#### [TEXT BLOCK]
--- START ---

B) Limiting the food supply for bacteria.
The volatile sulfur compounds that cause bad breath are the waste byproducts created by anaerobic oral bacteria as they digest proteins. That's why it's so important for a person to clean their mouth thoroughly after eating, and especially after consuming foods that have high protein content.
When we're finished eating, minute particles of food still remain in our mouth. A lot of this debris ends up in between our teeth and incorporated into the coating found on the back part of our tongue.
Since these are precisely the locations in which the bacteria that cause bad breath live, if a person doesn't clean their mouth promptly and thoroughly, food is provided for them over an extended period of time.
C) Making sure your mouth is healthy.
If your bad breath problem persists, even after a period of following all of the tips and suggestions we make on our pages, you should schedule an examination and cleaning appointment with your dentist so they can evaluate your situation.
During this visit, the following can be accomplished:
1) Effective brushing and flossing technique can be difficult to learn. Your dentist should be able to provide you with instructions, tips, and pointers that can help to improve your routine.
2) Dental calculus (tartar) accumulation can interfere with effective brushing and flossing as well as harbor bacteria. Your dental cleaning will remove this debris from your teeth, both above and below the gum line (see animation).
3) A part of your dentist's examination will include a periodontal evaluation.
Periodontal disease (gum disease) can cause significant damage to your gums and the bone that surrounds them (gum recession and bone loss, see animation).
This damage can result in the creation of deep spaces between your teeth called "periodontal pockets." These pockets are often impossible for you to clean effectively (especially once tartar has formed in them) and therefore make an ideal environment for the bacteria that cause bad breath to live.
If a periodontal problem is found, your dentist can outline the treatment that will be needed to get your condition under control.
4) During your examination your dentist will check to see if there are any untreated dental conditions that could be causing or aggravating your breath problems.
5) Your dentist can determine if it's unlikely that oral conditions are the cause of your bad breath and that a referral to a doctor for a medical evaluation is indicated.
D) Keeping your mouth hydrated can help.
Oral moisture helps to wash away oral bacteria and wash out/dilute the smelly compounds they've created. (Having a chronically dry mouth is a risk factor for bad breath.) On a daily basis, here are some of the things you can do to keep your mouth moist.
a) Drink plenty of water.
If you allow yourself to become dehydrated, your body will attempt to conserve moisture by way of reducing its production of saliva. Saliva has a cleansing and diluting effect on the bacteria and bacterial waste products that cause bad breath.
b) Rinse your mouth with water throughout the day.
Rinsing frequently with water can help to control odors over the short-term by way of removing and diluting bacterial waste products. Doing so will also tend to dislodge and rinse away the bacteria themselves, as well as food debris that might otherwise have become a food source for them.
c) Stimulate your mouth's flow of saliva.
One way to stimulate salivary flow is to chew on something. Doing so will trick your body in to thinking that it is getting a meal. In preparation for digesting this meal, your body will increase its production of saliva. You might choose to chew on cloves, fennel seeds, or a piece of mint or parsley.
Chewing gum, or breath mints or lozenges, can also be used to stimulate salivary flow. If you elect to use one of these products, make sure it is sugar-free since sweets will promote the growth of bacteria that cause tooth decay.

--- END ---

#### [RECORDED INFORMATION]
--- START ---

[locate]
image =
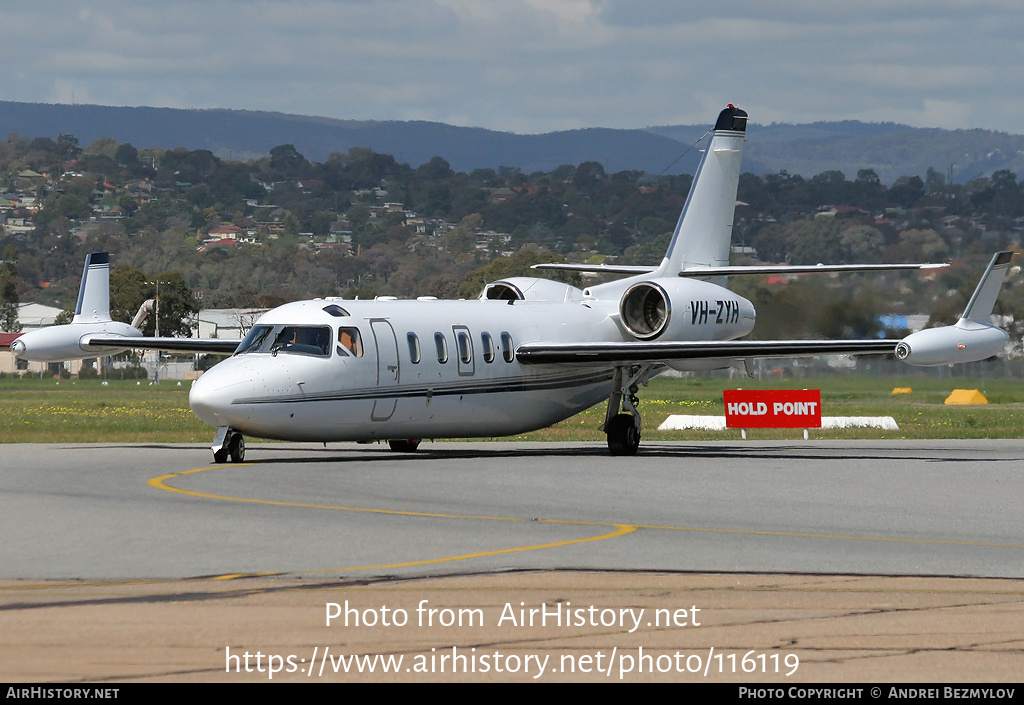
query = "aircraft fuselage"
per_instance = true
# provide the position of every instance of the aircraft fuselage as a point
(422, 369)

--- END ---

#### [TASK REQUIREMENTS]
**a)** According to the bad breath text, what creates the volatile sulfur compounds that cause bad breath?
**b)** Please copy the bad breath text from "C) Making sure" up to and including "improve your routine.", renaming "dentist" to "dental hygienist".
Rely only on the text for your answers.

#### [ANSWERS BELOW]
**a)** Anaerobic oral bacteria create them as waste byproducts while digesting proteins.

**b)**
C) Making sure your mouth is healthy.
If your bad breath problem persists, even after a period of following all of the tips and suggestions we make on our pages, you should schedule an examination and cleaning appointment with your dental hygienist so they can evaluate your situation.
During this visit, the following can be accomplished:
1) Effective brushing and flossing technique can be difficult to learn. Your dental hygienist should be able to provide you with instructions, tips, and pointers that can help to improve your routine.